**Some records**
---
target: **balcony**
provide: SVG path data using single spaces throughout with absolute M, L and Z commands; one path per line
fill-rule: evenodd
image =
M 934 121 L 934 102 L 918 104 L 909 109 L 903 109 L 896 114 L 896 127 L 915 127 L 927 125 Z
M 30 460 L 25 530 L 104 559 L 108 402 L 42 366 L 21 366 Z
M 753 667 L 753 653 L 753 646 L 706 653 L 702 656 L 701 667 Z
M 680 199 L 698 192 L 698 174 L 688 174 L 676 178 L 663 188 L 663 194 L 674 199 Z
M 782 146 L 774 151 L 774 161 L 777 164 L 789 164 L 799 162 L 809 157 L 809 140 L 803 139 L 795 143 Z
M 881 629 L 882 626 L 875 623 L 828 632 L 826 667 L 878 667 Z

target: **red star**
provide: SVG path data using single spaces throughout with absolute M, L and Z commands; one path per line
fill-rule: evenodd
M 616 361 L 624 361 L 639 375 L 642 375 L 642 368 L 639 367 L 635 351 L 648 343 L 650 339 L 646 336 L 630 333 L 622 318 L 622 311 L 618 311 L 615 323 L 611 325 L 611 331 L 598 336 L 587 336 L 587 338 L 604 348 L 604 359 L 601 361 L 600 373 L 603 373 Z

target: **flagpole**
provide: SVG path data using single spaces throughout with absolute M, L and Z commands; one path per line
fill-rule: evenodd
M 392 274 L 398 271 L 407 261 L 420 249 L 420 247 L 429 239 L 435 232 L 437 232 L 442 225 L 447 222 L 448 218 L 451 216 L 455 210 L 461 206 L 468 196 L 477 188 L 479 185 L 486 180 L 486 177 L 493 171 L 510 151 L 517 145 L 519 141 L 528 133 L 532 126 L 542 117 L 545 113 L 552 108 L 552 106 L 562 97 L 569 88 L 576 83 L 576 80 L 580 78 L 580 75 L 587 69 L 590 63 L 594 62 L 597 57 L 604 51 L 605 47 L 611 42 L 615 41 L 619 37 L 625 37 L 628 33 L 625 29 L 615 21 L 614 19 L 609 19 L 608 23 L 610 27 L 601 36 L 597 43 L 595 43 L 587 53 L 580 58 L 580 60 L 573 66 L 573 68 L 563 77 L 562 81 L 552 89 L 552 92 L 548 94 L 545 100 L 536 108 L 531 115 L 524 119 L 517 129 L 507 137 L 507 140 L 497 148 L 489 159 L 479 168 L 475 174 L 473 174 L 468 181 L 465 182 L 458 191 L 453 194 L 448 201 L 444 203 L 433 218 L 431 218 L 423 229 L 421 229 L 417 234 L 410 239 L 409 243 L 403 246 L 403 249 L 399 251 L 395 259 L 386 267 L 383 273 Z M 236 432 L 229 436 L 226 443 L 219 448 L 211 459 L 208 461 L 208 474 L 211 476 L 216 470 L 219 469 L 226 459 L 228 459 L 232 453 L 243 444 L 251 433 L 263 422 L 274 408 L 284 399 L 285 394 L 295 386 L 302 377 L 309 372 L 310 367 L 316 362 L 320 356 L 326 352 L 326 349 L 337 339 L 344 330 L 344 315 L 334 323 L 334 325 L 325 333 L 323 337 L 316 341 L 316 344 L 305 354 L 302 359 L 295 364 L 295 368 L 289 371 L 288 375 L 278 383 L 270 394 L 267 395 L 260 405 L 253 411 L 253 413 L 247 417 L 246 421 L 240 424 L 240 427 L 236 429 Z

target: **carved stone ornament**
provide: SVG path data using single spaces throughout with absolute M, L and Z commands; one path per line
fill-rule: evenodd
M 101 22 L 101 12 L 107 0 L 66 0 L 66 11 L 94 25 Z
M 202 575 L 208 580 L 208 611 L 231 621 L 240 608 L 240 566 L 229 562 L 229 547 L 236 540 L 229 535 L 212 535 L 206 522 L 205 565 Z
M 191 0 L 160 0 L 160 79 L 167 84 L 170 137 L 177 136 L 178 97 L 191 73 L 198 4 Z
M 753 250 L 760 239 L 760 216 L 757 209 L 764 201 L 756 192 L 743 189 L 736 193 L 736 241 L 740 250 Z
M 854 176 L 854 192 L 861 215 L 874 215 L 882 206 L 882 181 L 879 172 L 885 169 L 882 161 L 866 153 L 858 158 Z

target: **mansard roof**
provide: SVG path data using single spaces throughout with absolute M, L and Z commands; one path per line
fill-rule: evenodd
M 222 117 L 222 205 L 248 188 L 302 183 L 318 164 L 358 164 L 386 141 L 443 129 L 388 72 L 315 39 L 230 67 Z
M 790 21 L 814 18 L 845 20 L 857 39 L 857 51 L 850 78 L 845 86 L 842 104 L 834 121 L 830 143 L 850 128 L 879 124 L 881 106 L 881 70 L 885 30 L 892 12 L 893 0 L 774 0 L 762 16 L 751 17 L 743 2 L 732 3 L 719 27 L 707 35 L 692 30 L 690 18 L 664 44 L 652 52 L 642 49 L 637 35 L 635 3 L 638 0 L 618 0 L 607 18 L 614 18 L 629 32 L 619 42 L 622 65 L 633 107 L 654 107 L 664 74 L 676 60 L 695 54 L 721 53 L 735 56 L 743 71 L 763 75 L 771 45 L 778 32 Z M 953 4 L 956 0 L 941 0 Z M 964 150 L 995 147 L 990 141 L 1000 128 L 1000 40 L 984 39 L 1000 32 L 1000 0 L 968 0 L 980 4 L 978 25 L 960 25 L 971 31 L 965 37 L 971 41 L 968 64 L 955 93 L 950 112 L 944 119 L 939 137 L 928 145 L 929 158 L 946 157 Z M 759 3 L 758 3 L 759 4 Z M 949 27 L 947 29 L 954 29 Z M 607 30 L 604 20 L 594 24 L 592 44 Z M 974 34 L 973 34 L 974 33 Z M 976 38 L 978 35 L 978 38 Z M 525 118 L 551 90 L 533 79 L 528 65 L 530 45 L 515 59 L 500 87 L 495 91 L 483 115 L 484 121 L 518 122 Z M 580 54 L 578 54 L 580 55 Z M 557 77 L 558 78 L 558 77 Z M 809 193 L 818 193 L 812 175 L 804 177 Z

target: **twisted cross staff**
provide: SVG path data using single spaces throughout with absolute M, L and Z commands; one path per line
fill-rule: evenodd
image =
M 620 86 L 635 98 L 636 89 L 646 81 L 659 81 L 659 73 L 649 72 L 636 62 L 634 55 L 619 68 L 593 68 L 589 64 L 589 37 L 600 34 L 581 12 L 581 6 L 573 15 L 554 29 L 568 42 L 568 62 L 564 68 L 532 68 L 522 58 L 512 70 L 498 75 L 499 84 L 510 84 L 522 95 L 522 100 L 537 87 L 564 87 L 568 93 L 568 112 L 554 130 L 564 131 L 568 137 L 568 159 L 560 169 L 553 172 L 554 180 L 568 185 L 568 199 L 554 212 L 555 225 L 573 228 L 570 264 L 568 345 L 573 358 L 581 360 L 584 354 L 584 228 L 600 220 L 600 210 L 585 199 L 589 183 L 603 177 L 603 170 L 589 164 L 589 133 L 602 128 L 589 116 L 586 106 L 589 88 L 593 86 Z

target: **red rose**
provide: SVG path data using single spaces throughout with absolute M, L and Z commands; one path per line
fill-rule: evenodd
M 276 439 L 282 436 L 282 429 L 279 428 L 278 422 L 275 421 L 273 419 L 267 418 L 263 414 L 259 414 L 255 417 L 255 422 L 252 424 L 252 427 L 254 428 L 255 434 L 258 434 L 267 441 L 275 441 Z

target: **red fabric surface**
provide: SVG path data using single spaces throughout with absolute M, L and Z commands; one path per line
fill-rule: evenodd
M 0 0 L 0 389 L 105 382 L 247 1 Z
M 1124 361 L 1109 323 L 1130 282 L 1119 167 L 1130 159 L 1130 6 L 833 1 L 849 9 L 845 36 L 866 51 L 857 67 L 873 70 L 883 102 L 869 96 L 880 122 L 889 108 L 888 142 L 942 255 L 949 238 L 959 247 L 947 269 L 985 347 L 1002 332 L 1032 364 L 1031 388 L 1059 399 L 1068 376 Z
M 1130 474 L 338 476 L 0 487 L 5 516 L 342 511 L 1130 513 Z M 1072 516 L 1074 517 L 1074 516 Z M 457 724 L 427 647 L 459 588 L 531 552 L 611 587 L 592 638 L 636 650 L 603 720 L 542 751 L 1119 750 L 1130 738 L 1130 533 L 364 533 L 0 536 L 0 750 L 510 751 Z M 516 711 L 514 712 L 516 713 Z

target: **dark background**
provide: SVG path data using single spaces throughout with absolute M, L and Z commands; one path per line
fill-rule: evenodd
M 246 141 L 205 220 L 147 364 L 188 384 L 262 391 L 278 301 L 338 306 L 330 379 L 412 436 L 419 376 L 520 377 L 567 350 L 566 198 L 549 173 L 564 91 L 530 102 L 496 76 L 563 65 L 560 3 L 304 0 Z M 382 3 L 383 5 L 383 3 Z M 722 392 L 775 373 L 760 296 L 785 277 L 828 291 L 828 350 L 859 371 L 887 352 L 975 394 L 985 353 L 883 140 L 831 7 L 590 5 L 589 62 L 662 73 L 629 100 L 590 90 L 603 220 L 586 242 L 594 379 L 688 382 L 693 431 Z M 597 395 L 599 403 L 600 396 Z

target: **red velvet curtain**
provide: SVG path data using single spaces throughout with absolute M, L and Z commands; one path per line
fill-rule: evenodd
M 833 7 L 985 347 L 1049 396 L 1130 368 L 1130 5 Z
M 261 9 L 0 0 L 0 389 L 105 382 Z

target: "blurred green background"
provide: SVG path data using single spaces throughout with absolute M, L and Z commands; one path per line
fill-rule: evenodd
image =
---
**Set exercise**
Starting from the beginning of the data and ending with the line that contains "M 616 361 L", rewrite those lines with "target" swapped for "label" and everything else left as is.

**Result for this task**
label: **balcony**
provide: SVG path data using single spaces throughout with absolute M, L and Z commands; one path per line
fill-rule: evenodd
image =
M 934 121 L 934 102 L 918 104 L 909 109 L 903 109 L 896 114 L 896 127 L 915 127 L 927 125 Z
M 30 460 L 25 530 L 104 559 L 108 402 L 42 366 L 21 366 Z
M 753 667 L 753 653 L 753 646 L 706 653 L 702 656 L 701 667 Z
M 680 199 L 698 192 L 698 174 L 688 174 L 676 178 L 663 188 L 663 194 L 674 199 Z
M 782 146 L 774 151 L 774 161 L 777 164 L 789 164 L 799 162 L 809 157 L 809 140 L 803 139 L 795 143 Z
M 881 629 L 882 626 L 875 623 L 828 632 L 826 667 L 878 667 Z

label: **red star**
provide: SVG path data using single spaces throughout with absolute M, L and Z commands; one path per line
fill-rule: evenodd
M 616 361 L 624 361 L 639 375 L 642 375 L 642 368 L 639 367 L 635 351 L 648 343 L 650 339 L 646 336 L 630 333 L 622 318 L 622 311 L 618 311 L 615 323 L 611 325 L 611 331 L 598 336 L 587 336 L 587 338 L 604 348 L 604 359 L 601 361 L 600 373 L 603 373 Z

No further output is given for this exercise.